- **Instructions for the task**: Carry on the news report about the fatal car fire in Fayette County from where it stops.

- **Page extract**:
Posted on 02/15/2002 1:35:24 PM PST by weegee
The first firefighters at a fiery car wreck Sunday in Fayette County that killed a Memphis driver's license examiner thought it was suspicious even as they put out the flames. Investigators began an immediate search for a device that might have triggered the intense fire, said the chief of the Piperton Fire Department.
The fire killed Katherine Smith, the examiner at the center of a federal investigation of an alleged scheme to issue driver's licenses fraudulently to men with Middle Eastern ties.
Smith died one day before she was due to appear before a federal magistrate judge for a detention hearing on the conspiracy charge. She was released on her own recognizance, but her five co-defendants have been in custody since their arrests Feb. 5.
Piperton Fire Chief Steve Kellett said he, other firefighters and Tennessee Highway Patrol officers immediately thought the fire was suspicious. For one thing, the fire appeared to have started in the rear.

[Stored dataset rows]
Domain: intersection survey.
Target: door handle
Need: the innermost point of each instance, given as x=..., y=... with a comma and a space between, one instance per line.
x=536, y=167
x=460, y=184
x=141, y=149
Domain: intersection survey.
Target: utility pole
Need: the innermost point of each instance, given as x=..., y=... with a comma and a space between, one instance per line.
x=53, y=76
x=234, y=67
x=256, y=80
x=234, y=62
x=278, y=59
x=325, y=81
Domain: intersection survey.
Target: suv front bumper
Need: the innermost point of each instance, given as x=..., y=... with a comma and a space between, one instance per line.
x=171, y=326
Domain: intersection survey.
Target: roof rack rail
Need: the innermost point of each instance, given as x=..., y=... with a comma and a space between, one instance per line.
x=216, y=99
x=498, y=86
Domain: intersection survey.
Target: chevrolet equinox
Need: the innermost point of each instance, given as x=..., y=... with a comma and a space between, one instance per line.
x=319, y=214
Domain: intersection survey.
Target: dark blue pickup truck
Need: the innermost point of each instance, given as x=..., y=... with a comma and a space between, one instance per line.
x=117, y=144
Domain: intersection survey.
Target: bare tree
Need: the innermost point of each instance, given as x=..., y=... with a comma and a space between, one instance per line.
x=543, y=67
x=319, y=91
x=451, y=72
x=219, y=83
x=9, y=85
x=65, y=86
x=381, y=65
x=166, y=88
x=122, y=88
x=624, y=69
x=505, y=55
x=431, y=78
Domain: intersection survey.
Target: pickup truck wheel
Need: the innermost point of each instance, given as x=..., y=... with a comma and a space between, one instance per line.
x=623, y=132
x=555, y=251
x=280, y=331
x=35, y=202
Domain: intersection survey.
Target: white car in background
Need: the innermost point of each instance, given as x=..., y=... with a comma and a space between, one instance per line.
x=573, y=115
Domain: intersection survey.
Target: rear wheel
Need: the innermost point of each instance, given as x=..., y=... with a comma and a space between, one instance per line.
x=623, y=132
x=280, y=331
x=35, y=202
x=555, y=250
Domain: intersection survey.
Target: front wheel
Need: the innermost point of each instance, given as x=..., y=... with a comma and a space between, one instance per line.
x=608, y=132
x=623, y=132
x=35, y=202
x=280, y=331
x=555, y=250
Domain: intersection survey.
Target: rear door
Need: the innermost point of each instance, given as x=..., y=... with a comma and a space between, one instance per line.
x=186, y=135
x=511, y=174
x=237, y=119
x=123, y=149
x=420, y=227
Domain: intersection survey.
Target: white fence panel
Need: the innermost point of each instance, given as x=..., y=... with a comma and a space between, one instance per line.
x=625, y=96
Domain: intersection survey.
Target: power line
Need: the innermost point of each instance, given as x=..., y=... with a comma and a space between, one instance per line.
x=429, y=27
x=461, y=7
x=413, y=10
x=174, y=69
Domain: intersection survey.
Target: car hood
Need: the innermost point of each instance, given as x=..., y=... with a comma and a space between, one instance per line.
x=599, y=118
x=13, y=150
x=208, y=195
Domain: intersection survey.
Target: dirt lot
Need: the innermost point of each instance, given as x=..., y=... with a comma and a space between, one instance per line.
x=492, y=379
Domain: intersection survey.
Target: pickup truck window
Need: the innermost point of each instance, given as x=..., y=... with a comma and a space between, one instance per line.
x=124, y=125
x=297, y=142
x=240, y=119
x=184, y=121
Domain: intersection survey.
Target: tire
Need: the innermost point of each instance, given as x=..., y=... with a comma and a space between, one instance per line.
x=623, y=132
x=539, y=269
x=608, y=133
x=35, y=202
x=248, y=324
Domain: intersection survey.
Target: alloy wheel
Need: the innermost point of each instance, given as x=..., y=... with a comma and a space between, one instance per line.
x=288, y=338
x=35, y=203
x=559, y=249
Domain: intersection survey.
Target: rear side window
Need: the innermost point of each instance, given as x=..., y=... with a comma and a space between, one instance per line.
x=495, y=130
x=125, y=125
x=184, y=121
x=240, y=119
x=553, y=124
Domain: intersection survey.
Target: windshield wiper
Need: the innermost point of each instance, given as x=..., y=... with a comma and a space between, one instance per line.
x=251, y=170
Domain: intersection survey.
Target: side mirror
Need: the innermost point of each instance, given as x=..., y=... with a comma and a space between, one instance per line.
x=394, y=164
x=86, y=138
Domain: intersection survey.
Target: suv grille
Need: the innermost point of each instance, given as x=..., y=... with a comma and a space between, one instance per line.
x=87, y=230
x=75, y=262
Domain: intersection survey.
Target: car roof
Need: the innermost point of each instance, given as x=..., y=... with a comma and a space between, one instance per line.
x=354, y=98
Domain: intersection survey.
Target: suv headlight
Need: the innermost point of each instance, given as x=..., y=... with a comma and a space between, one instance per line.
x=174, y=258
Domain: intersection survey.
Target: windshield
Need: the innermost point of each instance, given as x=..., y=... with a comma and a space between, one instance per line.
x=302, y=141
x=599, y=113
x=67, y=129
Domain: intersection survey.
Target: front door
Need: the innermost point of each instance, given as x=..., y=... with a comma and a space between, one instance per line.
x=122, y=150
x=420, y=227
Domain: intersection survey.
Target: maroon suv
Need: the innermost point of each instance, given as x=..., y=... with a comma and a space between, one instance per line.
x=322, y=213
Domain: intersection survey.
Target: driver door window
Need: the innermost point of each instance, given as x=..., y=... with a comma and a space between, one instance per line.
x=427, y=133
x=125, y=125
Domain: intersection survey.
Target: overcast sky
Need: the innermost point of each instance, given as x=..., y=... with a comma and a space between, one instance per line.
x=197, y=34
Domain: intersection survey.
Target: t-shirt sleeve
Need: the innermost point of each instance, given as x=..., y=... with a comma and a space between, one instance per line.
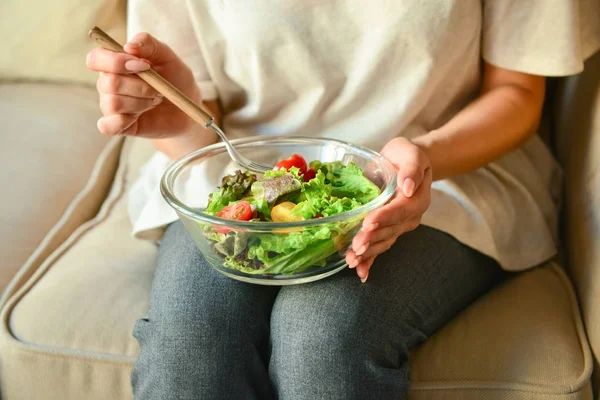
x=541, y=37
x=169, y=21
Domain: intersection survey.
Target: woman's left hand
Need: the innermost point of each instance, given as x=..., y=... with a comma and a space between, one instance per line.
x=402, y=213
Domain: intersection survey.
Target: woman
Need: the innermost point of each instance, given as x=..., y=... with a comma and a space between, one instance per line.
x=450, y=91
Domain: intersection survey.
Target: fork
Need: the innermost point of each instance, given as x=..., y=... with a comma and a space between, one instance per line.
x=184, y=103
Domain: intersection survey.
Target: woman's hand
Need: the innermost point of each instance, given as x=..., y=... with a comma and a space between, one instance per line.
x=402, y=213
x=130, y=106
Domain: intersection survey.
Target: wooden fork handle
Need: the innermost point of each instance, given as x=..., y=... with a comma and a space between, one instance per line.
x=160, y=84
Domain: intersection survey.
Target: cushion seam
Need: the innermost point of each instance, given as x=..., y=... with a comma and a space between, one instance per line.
x=105, y=212
x=30, y=264
x=574, y=387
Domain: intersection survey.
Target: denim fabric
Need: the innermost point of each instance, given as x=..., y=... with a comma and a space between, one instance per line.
x=211, y=337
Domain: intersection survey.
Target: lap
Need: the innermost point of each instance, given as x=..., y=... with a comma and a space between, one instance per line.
x=424, y=280
x=185, y=286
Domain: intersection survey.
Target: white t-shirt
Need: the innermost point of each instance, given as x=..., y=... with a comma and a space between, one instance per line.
x=366, y=72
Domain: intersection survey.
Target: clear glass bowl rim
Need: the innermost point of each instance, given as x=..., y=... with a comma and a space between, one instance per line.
x=173, y=171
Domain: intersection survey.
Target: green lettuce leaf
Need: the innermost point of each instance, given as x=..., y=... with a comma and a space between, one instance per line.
x=350, y=181
x=233, y=188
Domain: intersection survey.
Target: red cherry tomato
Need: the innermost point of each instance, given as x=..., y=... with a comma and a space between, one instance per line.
x=309, y=174
x=296, y=160
x=241, y=211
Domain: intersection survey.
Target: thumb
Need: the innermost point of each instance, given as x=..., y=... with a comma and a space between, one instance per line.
x=147, y=47
x=410, y=177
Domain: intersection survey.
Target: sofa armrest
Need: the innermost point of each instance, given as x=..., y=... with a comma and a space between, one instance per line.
x=577, y=129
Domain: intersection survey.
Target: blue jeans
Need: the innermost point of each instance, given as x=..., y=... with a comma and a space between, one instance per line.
x=211, y=337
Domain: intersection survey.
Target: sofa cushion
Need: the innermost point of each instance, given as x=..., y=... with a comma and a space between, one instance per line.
x=48, y=156
x=47, y=40
x=73, y=320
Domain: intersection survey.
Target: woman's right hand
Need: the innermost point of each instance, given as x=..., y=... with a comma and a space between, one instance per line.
x=130, y=106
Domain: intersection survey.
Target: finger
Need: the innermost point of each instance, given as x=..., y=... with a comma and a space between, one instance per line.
x=378, y=248
x=132, y=130
x=364, y=237
x=116, y=123
x=127, y=85
x=352, y=259
x=144, y=45
x=391, y=213
x=362, y=270
x=117, y=104
x=400, y=209
x=412, y=172
x=102, y=60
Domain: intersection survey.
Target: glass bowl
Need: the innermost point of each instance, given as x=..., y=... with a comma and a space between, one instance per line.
x=187, y=183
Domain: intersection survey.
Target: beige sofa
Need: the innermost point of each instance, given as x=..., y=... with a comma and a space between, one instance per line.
x=80, y=280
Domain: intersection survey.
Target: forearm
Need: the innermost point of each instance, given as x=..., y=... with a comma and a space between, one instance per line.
x=501, y=119
x=196, y=138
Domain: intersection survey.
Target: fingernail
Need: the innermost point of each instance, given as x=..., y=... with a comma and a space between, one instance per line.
x=135, y=44
x=372, y=227
x=157, y=100
x=136, y=65
x=362, y=250
x=408, y=187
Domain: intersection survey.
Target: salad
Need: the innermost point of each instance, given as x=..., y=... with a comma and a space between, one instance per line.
x=292, y=191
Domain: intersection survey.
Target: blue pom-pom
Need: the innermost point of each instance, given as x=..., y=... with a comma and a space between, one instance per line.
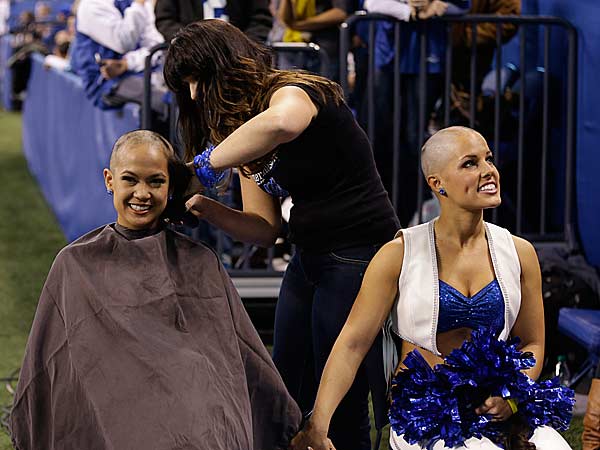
x=429, y=405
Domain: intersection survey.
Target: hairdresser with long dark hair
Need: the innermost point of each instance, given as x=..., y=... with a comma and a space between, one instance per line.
x=289, y=133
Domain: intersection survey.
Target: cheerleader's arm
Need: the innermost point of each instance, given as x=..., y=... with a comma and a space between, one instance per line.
x=529, y=326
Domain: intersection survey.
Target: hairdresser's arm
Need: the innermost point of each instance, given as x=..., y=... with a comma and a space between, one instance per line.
x=327, y=19
x=372, y=306
x=259, y=222
x=289, y=113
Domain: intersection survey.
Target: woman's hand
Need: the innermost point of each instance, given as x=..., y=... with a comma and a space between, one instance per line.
x=496, y=407
x=311, y=439
x=435, y=8
x=198, y=205
x=194, y=187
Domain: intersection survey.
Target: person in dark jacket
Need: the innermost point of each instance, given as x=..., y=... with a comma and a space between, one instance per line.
x=251, y=16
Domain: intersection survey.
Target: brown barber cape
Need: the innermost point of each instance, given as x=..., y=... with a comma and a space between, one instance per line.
x=142, y=343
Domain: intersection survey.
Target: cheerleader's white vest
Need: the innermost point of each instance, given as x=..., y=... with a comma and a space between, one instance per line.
x=415, y=313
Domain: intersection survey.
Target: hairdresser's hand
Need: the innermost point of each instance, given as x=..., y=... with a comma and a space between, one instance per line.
x=198, y=205
x=495, y=407
x=435, y=8
x=311, y=439
x=194, y=187
x=416, y=6
x=112, y=68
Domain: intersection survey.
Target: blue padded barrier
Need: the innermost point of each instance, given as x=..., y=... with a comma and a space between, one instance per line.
x=5, y=74
x=67, y=143
x=583, y=326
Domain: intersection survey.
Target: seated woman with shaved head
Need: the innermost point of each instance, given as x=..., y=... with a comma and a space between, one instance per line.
x=140, y=341
x=440, y=281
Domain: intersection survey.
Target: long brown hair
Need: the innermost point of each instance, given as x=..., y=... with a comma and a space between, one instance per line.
x=235, y=83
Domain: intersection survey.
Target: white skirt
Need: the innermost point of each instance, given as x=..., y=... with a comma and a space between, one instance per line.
x=544, y=438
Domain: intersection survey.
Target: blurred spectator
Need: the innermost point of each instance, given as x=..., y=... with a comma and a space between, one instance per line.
x=416, y=13
x=316, y=21
x=486, y=41
x=59, y=58
x=42, y=12
x=112, y=41
x=251, y=16
x=27, y=40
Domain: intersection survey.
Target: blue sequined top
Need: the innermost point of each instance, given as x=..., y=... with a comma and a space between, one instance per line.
x=484, y=309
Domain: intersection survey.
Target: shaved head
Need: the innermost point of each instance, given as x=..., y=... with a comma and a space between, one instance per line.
x=138, y=138
x=438, y=149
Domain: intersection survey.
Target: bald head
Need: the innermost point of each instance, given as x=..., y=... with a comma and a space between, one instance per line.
x=438, y=149
x=140, y=138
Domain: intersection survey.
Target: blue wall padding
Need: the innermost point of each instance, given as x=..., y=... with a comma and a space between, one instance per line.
x=5, y=74
x=67, y=143
x=585, y=16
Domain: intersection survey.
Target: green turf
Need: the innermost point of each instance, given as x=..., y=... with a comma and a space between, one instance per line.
x=29, y=240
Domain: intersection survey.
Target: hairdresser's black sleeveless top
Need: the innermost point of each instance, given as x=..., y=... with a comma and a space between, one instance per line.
x=329, y=171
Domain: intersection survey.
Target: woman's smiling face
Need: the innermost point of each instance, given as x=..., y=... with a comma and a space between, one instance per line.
x=139, y=180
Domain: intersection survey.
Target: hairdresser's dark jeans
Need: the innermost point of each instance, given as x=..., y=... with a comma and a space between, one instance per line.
x=316, y=296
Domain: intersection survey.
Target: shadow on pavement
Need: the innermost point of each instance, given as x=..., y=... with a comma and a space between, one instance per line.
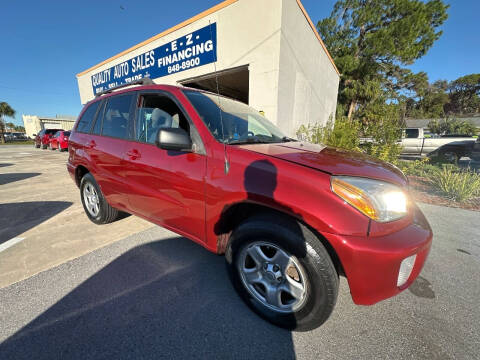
x=12, y=177
x=16, y=218
x=166, y=299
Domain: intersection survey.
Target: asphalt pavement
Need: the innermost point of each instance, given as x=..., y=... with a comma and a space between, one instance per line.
x=156, y=295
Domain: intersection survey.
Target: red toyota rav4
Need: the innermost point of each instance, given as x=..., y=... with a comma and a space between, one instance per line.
x=290, y=217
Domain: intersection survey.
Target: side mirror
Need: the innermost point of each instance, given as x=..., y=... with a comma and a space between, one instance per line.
x=173, y=139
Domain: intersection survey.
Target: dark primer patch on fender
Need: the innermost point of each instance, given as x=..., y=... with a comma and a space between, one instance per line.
x=422, y=288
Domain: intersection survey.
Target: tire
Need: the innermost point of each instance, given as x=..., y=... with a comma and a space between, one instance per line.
x=102, y=213
x=310, y=274
x=450, y=157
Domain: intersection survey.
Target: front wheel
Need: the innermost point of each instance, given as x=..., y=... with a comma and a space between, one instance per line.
x=96, y=207
x=283, y=272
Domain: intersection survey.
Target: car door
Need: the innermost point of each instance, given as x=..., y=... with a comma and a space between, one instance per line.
x=106, y=147
x=166, y=187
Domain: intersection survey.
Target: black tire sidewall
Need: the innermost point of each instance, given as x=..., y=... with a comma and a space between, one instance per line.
x=322, y=286
x=100, y=218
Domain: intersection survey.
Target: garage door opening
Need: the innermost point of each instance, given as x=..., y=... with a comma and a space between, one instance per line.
x=231, y=82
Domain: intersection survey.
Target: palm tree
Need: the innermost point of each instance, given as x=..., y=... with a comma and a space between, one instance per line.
x=5, y=110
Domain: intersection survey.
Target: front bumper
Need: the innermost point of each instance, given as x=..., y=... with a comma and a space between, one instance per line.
x=372, y=264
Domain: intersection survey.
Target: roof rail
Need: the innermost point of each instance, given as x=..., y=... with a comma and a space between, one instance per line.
x=143, y=81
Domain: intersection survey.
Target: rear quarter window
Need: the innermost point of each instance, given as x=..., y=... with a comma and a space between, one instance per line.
x=85, y=121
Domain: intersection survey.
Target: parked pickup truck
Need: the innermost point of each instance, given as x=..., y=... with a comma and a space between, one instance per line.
x=417, y=142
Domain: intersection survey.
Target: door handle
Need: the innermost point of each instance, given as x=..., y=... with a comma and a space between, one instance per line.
x=133, y=154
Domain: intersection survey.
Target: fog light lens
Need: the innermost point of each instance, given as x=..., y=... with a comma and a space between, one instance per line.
x=406, y=268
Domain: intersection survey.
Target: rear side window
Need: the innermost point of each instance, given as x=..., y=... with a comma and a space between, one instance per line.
x=116, y=116
x=85, y=121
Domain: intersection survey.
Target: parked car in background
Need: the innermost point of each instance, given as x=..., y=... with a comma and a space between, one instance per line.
x=416, y=142
x=19, y=136
x=42, y=139
x=59, y=141
x=290, y=217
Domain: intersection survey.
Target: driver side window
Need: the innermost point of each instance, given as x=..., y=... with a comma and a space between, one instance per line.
x=157, y=112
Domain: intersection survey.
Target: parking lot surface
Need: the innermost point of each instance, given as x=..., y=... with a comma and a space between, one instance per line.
x=42, y=222
x=153, y=294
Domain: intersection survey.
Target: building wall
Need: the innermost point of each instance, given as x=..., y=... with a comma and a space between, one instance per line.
x=33, y=124
x=308, y=84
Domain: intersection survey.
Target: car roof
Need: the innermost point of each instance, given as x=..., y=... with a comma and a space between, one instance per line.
x=151, y=87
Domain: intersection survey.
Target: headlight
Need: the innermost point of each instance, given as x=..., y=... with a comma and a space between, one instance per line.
x=379, y=200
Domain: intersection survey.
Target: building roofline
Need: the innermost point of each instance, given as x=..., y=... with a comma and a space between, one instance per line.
x=163, y=33
x=317, y=35
x=198, y=17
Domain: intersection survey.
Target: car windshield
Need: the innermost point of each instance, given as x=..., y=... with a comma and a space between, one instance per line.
x=233, y=122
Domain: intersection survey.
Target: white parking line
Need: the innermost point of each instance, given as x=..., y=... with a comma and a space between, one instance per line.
x=10, y=243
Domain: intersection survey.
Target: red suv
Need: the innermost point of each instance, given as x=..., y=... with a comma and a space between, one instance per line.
x=59, y=141
x=43, y=137
x=290, y=217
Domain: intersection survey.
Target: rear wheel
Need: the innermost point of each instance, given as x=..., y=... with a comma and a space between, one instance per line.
x=283, y=272
x=450, y=156
x=96, y=207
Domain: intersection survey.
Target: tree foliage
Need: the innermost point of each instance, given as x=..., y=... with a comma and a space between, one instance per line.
x=371, y=41
x=5, y=110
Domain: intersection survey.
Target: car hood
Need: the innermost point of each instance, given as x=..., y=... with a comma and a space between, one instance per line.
x=331, y=160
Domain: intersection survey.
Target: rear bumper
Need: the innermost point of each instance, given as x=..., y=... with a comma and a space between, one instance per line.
x=372, y=264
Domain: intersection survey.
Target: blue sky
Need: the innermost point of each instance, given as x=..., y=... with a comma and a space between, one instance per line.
x=46, y=43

- **Expected answer**:
"The thing that was strange about it was how high up in the car it was. Normally, if it's from a gas line, it tends to burn up everything and works from the front to the back," Kellett said Thursday.
His description is consistent with testimony Wednesday by FBI agent J. Suzanne Nash before Magistrate Judge J. Daniel Breen. Nash said a group of six witnesses saw a fire in the back seat of Smith's car as the 1992 Acura Legend veered off a stretch of U.S. 72 shortly before 1 a.m. The car crossed a ditch and landed against a utility pole.
"There was lots of damage for the amount of time it was on fire," Kellett said, noting that the fire also spread to the pole. "We would spray an area that normally would go out, but it would keep catching back. That gives you a feeling that there was something there."
Highway Patrol investigators did not find an incendiary device in the car that night, Kellett said, ". . . but they were looking for one."
The Piperton department is trained in fighting arson and spotting signs of accelerants - substances used to start and direct the path of fires. "We've had a lot of training. We've seen what accelerated fires can do," Kellett said.
In 1996, he investigated a similar vehicle fire. In that case, a truck was burned with a device that used a milk jug filled with gasoline.
Nash testified Wednesday that Smith's clothing had gasoline on it and that a dog trained to detect the presence of accelerants indicated such substances were in the car.
Samples of those materials are being tested, she said. She also said the fire was set but did not say how or who may have done it.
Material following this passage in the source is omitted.